Exercise requirements → Reproduce all the entries precisely.

Provided information →
--*--
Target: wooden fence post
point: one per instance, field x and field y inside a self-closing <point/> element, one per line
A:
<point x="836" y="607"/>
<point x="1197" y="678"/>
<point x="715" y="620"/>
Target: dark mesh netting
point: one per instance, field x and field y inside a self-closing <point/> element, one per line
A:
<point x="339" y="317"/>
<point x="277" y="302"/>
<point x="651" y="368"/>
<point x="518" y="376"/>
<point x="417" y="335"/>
--*--
Response →
Target: wooden fence post
point: one per instance, field x and field y inside a self-closing <point/> element, one per line
A:
<point x="836" y="607"/>
<point x="1197" y="678"/>
<point x="715" y="620"/>
Target: dark mesh netting
point: one per instance, field x and field y inside a self-closing <point/> element, one per line
A:
<point x="339" y="317"/>
<point x="277" y="302"/>
<point x="651" y="368"/>
<point x="518" y="376"/>
<point x="417" y="335"/>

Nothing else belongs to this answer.